**Stored items**

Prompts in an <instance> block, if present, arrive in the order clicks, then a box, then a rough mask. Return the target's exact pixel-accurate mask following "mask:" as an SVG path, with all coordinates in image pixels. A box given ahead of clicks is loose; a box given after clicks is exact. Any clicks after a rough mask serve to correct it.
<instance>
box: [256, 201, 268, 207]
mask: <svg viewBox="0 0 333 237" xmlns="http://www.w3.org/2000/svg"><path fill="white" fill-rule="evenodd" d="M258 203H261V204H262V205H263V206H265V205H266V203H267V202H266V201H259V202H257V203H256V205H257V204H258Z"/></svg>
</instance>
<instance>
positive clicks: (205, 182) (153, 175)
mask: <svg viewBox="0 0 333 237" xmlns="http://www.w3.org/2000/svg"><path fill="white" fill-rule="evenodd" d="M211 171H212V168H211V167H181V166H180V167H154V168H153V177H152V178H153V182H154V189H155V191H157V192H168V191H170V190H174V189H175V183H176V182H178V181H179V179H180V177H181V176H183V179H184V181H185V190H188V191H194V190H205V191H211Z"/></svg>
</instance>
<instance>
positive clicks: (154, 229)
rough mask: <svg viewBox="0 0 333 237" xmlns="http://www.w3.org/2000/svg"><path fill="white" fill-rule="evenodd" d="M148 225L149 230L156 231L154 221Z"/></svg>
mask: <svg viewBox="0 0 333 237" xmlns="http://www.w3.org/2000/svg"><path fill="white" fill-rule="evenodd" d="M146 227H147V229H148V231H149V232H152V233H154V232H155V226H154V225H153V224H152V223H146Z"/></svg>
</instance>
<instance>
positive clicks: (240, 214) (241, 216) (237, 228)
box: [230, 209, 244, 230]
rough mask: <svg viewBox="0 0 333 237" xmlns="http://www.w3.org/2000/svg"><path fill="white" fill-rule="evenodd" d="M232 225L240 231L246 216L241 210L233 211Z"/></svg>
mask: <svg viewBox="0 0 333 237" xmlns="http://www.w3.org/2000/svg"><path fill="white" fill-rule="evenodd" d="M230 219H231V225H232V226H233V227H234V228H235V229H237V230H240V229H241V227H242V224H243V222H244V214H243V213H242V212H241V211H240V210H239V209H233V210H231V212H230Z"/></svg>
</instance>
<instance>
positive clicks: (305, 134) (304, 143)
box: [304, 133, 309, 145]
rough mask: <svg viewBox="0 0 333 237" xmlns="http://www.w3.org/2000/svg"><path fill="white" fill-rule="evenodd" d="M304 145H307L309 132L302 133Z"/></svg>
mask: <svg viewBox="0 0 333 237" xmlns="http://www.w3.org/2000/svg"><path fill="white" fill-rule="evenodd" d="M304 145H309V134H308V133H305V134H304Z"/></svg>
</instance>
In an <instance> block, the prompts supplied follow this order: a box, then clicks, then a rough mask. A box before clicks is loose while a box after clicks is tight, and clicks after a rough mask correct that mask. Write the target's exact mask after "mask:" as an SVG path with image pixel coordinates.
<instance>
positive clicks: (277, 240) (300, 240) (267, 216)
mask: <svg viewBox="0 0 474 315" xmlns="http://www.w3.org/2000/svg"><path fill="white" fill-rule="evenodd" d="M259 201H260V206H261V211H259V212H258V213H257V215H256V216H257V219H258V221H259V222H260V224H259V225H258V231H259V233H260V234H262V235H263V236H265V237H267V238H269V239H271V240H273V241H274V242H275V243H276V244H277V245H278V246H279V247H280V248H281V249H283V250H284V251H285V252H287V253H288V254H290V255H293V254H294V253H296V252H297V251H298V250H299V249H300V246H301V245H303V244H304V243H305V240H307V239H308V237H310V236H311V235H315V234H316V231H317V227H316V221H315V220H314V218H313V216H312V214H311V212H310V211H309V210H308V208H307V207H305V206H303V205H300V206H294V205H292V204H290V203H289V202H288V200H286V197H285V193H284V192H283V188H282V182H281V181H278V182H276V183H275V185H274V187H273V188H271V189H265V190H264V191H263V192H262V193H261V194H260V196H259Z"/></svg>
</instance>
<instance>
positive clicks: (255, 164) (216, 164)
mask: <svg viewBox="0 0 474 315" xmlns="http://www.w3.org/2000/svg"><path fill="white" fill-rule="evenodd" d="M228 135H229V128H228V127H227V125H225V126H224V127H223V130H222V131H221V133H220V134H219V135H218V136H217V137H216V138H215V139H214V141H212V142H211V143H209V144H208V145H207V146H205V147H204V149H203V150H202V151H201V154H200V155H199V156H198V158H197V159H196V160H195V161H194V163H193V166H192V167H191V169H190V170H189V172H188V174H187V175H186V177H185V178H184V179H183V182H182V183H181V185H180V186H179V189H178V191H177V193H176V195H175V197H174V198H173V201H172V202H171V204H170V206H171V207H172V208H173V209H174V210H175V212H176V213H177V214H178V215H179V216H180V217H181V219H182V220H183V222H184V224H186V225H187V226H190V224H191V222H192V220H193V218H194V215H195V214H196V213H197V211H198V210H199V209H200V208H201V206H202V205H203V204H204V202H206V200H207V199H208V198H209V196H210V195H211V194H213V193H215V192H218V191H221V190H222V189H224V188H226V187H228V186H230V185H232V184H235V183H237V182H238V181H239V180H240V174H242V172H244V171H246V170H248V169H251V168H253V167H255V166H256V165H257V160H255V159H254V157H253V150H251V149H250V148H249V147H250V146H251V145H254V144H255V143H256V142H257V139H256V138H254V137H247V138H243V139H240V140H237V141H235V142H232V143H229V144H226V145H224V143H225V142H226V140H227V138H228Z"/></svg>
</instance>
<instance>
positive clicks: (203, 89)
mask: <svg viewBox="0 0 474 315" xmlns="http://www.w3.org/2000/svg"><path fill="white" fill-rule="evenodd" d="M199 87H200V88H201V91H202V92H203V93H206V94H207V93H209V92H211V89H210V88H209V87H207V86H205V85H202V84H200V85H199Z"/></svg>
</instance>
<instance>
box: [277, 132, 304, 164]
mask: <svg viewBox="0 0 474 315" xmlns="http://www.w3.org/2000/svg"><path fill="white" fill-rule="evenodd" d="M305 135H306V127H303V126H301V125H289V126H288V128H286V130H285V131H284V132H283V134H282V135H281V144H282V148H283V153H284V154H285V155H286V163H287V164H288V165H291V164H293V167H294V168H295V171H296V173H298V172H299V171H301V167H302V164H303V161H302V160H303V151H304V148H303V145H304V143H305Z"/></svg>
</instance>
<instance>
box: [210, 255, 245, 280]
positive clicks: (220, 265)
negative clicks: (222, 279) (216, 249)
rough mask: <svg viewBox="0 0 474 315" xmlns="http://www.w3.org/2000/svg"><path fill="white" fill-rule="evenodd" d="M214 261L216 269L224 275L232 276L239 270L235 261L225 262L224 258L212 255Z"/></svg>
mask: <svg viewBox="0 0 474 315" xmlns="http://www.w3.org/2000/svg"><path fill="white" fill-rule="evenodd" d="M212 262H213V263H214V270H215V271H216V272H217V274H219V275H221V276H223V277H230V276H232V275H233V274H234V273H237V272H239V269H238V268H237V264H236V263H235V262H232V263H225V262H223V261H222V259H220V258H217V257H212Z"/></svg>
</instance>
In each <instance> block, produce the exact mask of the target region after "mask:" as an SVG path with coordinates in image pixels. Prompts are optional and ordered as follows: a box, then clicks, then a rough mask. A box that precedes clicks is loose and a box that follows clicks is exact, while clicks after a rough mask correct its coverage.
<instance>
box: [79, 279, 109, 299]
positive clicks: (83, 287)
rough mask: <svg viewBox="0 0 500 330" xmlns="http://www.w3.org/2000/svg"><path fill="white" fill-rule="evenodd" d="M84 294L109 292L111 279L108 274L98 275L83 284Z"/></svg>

---

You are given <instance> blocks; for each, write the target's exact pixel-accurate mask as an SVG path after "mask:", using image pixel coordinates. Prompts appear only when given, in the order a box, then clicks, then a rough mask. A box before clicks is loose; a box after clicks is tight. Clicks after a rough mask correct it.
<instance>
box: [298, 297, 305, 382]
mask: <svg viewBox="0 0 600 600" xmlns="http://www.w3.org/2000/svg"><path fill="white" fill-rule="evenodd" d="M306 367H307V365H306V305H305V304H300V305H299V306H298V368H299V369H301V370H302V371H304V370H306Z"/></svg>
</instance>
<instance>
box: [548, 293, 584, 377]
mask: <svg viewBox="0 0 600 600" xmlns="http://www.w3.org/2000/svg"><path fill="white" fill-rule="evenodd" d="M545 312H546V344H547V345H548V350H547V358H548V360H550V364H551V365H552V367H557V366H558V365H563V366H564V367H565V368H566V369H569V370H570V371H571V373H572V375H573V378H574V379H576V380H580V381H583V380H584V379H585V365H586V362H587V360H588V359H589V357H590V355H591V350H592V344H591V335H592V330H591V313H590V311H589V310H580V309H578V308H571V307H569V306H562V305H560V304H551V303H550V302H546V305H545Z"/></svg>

**EXERCISE BRIEF**
Copy the lines running from the one containing "Prompts in an" to the one containing "box: [256, 201, 268, 207]", both included, character for character.

**ANSWER BELOW**
Prompts in an <instance> block, if present, arrive in the order clicks, then a box, then a rough mask. Return the target's exact pixel-accurate mask following "mask:" as an SVG path, with all coordinates in image pixels. A box given ahead of clicks is loose; a box given after clicks is exact. Any clicks after a rough mask serve to correct it.
<instance>
box: [256, 201, 268, 207]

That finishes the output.